▶ _What is needed_
Copy the raw-feeding thread again from "## rjvamp (Aug" down to "have a problem.", but change "Gizzards" to "Chicken hearts".

# First Full Raw Meal (using Lauri Spreadsheet)



## rjvamp (Aug 23, 2008)

Here are my three with their first Full Raw Meal tonight using the standard % in the spreadsheet from Lauri.

Turkey necks, Ground Beef and Gizzards. I was going to do Ground Turkey, but since my dogs have eaten raw meat before as well as NV as snacks, I don't think I will have a problem.









Cotton's plate









Louis' plate









Angeles' plate









Cotton eating her Turkey neck









Louis eating his Turkey neck









Angeles eating his Turkey necks










Angeles eating


----------



## allieg (Nov 4, 2008)

Can I make a suggestion?


It might be a good idea to get a piece of plastic and feed them on that.Considering you have rugs the meat being on them can leave nasty germ behind. Sorry,I worked as a cook for a while so I know all the nasty germs from raw meat.

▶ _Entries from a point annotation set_
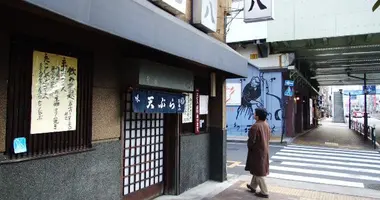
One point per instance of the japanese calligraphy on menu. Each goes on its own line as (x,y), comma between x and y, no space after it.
(54,93)
(196,112)
(146,101)
(187,115)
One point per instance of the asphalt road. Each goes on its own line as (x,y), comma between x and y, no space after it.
(237,152)
(320,165)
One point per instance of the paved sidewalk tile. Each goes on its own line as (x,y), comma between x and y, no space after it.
(239,191)
(331,134)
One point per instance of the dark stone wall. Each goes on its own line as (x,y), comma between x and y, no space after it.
(218,154)
(194,160)
(91,175)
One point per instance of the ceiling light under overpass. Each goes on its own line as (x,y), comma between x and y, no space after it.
(345,47)
(348,53)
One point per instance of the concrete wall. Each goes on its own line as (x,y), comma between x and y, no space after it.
(4,56)
(194,160)
(106,97)
(261,89)
(92,175)
(303,19)
(338,114)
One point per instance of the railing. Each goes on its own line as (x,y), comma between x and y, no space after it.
(371,131)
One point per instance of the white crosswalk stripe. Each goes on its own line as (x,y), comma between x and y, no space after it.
(332,166)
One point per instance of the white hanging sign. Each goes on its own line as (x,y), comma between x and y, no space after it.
(173,6)
(233,94)
(205,14)
(258,10)
(187,115)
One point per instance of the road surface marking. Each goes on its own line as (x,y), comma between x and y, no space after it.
(244,164)
(324,173)
(332,144)
(328,157)
(325,161)
(332,154)
(313,165)
(316,180)
(333,151)
(336,149)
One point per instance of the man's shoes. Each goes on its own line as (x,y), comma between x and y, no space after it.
(261,195)
(251,188)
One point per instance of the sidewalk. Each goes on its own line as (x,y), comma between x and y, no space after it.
(235,188)
(331,134)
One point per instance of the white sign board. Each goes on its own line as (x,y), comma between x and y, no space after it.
(205,14)
(54,93)
(174,6)
(233,94)
(258,10)
(187,115)
(203,104)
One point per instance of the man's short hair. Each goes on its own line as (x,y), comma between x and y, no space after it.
(261,113)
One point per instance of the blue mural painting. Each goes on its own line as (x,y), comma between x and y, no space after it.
(259,90)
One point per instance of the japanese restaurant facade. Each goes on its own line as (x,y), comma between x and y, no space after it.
(94,105)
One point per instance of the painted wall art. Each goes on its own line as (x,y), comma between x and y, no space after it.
(259,90)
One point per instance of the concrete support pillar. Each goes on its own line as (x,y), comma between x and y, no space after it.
(338,108)
(217,108)
(290,114)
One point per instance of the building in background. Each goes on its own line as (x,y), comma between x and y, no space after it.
(95,98)
(247,33)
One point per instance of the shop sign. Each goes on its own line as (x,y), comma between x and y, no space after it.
(258,10)
(147,101)
(173,6)
(205,14)
(203,104)
(187,115)
(196,112)
(233,94)
(19,145)
(54,93)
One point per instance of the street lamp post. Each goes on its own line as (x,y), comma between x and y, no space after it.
(365,108)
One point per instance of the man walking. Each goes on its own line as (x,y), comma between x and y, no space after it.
(258,153)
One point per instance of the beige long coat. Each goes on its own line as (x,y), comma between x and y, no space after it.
(258,149)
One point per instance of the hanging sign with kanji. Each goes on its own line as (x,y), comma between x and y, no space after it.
(148,101)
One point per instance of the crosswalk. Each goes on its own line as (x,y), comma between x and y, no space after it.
(332,166)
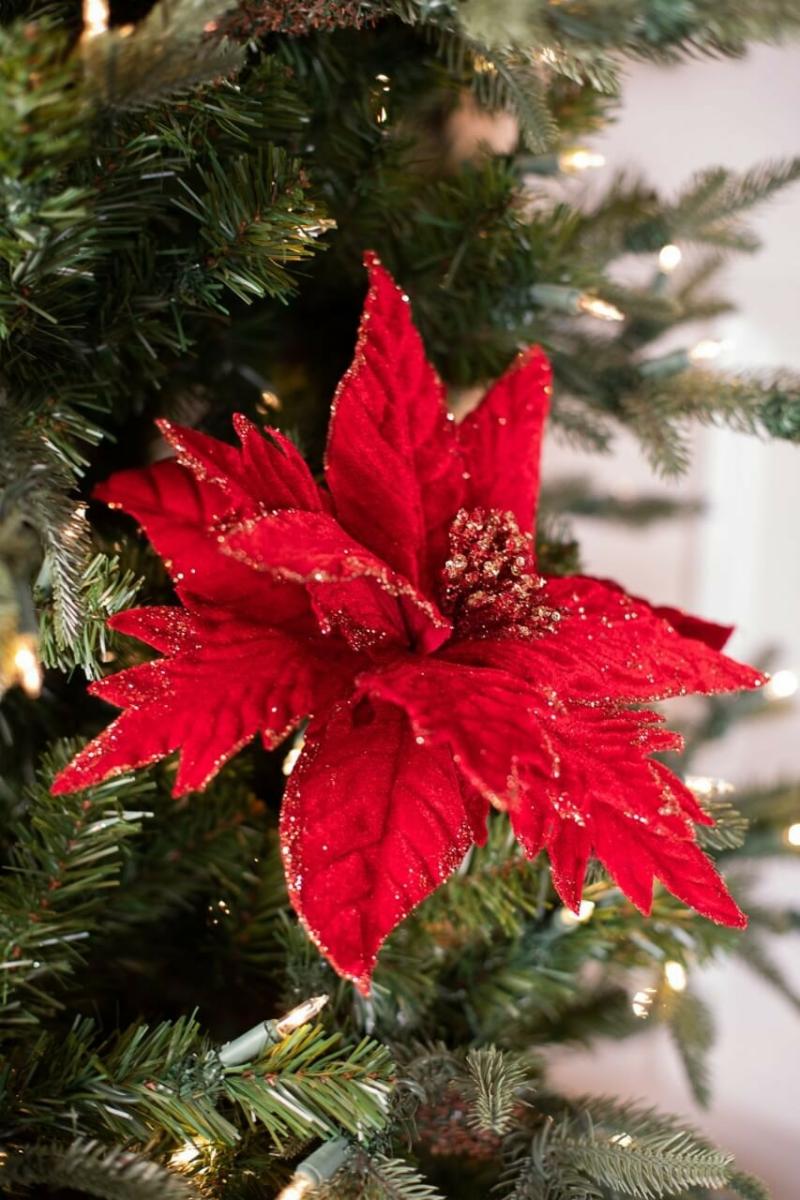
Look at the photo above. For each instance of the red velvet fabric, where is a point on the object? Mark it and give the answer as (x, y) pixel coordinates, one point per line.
(400, 607)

▶ _Final answer_
## rjvamp (Aug 23, 2008)

Here are my three with their first Full Raw Meal tonight using the standard % in the spreadsheet from Lauri.

Turkey necks, Ground Beef and Chicken hearts. I was going to do Ground Turkey, but since my dogs have eaten raw meat before as well as NV as snacks, I don't think I will have a problem.